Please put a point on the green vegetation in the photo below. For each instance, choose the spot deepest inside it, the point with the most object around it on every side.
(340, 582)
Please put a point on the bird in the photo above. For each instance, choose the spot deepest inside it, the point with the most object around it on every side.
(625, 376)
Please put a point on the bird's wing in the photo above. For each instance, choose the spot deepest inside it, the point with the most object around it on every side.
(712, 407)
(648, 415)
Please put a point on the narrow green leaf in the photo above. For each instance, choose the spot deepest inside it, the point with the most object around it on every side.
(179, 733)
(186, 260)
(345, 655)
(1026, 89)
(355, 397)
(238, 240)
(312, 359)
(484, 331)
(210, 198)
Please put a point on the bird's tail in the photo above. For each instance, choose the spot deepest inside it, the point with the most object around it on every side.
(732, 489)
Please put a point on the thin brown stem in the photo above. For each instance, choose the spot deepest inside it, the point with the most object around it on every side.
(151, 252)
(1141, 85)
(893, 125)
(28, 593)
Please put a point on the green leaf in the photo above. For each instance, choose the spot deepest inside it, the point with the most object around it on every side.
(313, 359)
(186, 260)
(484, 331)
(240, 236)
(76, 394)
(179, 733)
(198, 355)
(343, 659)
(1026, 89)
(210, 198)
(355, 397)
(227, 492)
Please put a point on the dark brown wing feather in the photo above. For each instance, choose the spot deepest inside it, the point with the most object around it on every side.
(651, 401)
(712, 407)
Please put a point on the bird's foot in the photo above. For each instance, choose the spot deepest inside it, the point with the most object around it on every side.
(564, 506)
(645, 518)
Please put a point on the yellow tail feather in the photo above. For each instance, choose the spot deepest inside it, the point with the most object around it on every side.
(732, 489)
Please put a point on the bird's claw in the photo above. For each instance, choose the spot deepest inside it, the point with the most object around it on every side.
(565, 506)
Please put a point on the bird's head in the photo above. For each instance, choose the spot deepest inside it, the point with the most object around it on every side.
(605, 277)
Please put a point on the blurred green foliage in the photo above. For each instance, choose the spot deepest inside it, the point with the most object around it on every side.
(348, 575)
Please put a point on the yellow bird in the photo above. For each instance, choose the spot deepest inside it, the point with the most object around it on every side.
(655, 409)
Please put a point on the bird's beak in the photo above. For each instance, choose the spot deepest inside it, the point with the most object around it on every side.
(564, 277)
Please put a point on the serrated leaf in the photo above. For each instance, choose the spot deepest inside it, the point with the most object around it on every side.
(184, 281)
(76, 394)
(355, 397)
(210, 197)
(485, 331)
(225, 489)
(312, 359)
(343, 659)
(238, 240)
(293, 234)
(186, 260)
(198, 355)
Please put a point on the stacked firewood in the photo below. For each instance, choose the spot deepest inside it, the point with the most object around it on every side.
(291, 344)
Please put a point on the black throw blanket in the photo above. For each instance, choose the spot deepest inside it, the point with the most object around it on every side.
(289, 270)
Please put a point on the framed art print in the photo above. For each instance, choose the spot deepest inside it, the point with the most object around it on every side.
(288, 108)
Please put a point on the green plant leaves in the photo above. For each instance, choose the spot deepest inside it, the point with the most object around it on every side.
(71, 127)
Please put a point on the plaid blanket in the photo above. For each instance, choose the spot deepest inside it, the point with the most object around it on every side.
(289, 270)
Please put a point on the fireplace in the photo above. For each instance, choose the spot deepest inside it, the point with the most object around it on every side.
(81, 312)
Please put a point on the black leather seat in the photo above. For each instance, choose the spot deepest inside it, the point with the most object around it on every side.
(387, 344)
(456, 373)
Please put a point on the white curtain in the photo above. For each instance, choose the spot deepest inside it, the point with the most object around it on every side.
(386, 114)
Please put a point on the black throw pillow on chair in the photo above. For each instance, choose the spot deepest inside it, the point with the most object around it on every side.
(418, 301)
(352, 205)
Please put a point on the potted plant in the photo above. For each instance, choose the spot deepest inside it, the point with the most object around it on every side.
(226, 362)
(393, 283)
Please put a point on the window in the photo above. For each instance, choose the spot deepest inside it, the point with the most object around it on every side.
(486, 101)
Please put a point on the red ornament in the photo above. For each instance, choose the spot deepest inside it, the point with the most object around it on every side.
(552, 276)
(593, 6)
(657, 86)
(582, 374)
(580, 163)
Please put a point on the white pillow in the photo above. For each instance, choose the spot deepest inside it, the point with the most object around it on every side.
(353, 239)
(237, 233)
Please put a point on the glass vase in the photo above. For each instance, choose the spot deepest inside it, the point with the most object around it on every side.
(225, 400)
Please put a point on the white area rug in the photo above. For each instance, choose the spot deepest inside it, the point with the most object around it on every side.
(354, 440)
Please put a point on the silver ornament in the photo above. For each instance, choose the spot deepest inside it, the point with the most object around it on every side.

_____

Would you restate the material word for word, leaving nothing out?

_SOLUTION FOR THIS PROBLEM_
Please put a point on the green vegetation in the photo below. For each instance, choose the spot deepest inside it, the point with the most object around it on every side.
(340, 582)
Please put a point on the bird in the photo above. For each instance, choose the spot deepest inside it, the point with the most object around it on every side.
(625, 376)
Please put a point on the bird's wing in the photo above. For each instance, choose the spot deepest inside it, the point with the most object around it on every side.
(712, 407)
(648, 415)
Please put a point on the narrow green leaf in the photo above. For each instance, choose the spot deepest inside it, the point with the most object around it on every side.
(179, 733)
(186, 260)
(345, 655)
(1026, 89)
(355, 397)
(238, 240)
(312, 359)
(484, 331)
(210, 198)
Please put a point on the bird's tail in the photo above. For each instance, choose the spot deepest inside it, the point with the most object around it on every side.
(732, 489)
Please put a point on the thin brown stem in the photo above. For each instance, choose the spot deepest inside it, the point with the most object around it on every side.
(151, 252)
(1141, 85)
(893, 125)
(28, 593)
Please put a point on the green leaf in the photo above. For each instance, choose the spot deepest inside it, the point with the most object around it on every side.
(313, 359)
(186, 260)
(484, 331)
(240, 236)
(76, 394)
(179, 733)
(198, 355)
(343, 659)
(1026, 89)
(210, 198)
(355, 397)
(227, 492)
Please put a point on the dark brown wing feather in the photo above. For each instance, choose the spot deepest inside it, the point with the most object around it on every side.
(651, 401)
(712, 407)
Please put a point on the bird's foot in the photo above. For each instance, choose the spot deepest inside it, the point with the most object around it on every side.
(564, 506)
(645, 518)
Please put a point on the yellow tail feather in the photo above. For each instance, choose the spot deepest inside it, the point with the most object around it on every side.
(732, 489)
Please put a point on the bird's claw in the photo above. For each instance, choose the spot deepest inside it, the point with the most object around it on every side.
(565, 506)
Please put a point on the bird's head in the photo above. For each instance, choose the spot deepest inside it, the point with the most object around it on every side.
(605, 277)
Please put a point on the blurred green foliage in the photo above. For each instance, choose the spot deepest inside it, the point with the most object around it on every side.
(348, 575)
Please put a point on the yellow bird in the photo above. For each instance, choose the spot deepest inside it, the point with the most object around it on every side.
(655, 409)
Please put a point on the bird's beak in the photo above. For each instance, choose the spot deepest inside it, the point with the most object around it on every side.
(564, 277)
Please put a point on the serrated leaf in the photo above. For each instance, choose the spot deepest inside it, the point with the most object around it on every side.
(184, 281)
(76, 394)
(355, 397)
(210, 197)
(485, 331)
(225, 489)
(312, 359)
(343, 659)
(238, 240)
(293, 234)
(186, 260)
(198, 355)
Please put a point on the stacked firewood in the photo below. For each instance, choose the spot deepest inside it, the point with the most object around it on every side.
(291, 344)
Please put a point on the black throw blanket in the photo above. For each instance, choose the spot deepest inside it, the point with the most object around it on every side.
(289, 270)
Please put a point on the framed art print in the photo above. For each instance, choose the spot deepest inside it, the point with the most object around it on every side.
(288, 108)
Please put a point on the green plant leaves in the photo above. For each instance, choose the spot deepest inside it, the point with the most object around it on every side.
(71, 127)
Please put a point on the plaid blanket in the photo above. For each instance, choose the spot deepest inside it, the point with the most object around it on every side.
(289, 270)
Please put a point on the fireplace in the photo above. For each instance, choose the spot deepest inside it, the point with the most object around it on every side.
(81, 312)
Please put a point on the black leather seat in the photo above. For each instance, choose the spot deepest inside it, the point with the most object around it on every side.
(387, 344)
(456, 373)
Please put a point on the white curtain in the photo above. For each instance, choose the spot deepest inside it, the point with the most object around it on every side.
(386, 114)
Please put a point on the black throw pillow on chair in the photo above. For each instance, choose the spot deepest inside it, the point with the most object around it on every side.
(418, 301)
(352, 205)
Please put a point on the potted plant in the photo above. For each instance, choose the spot deepest inside it, the point with the most object around it on every side.
(226, 362)
(393, 283)
Please put a point on the window in the photo above. For each instance, choose the spot deepest inside it, the point with the most object around it on every side.
(486, 101)
Please put a point on the red ornament in the photo above. For each instance, choose the spot deepest inside it, the point with the most object around it on every side.
(552, 276)
(593, 6)
(657, 86)
(582, 374)
(580, 163)
Please put a point on the white pillow in the photo above. For each instance, choose the spot deepest inside it, the point with the most object around it on every side.
(353, 239)
(237, 233)
Please put a point on the glass vase in the photo above. For each instance, choose the spot deepest inside it, the point with the most object around it on every side.
(225, 400)
Please put a point on the white area rug in the photo above. For each instance, choose the spot deepest inside it, the point with the most object around it on every side.
(354, 440)
Please put a point on the silver ornament in the photo above. For each instance, choose the spot deepest inside it, the point with the most object around it on every side.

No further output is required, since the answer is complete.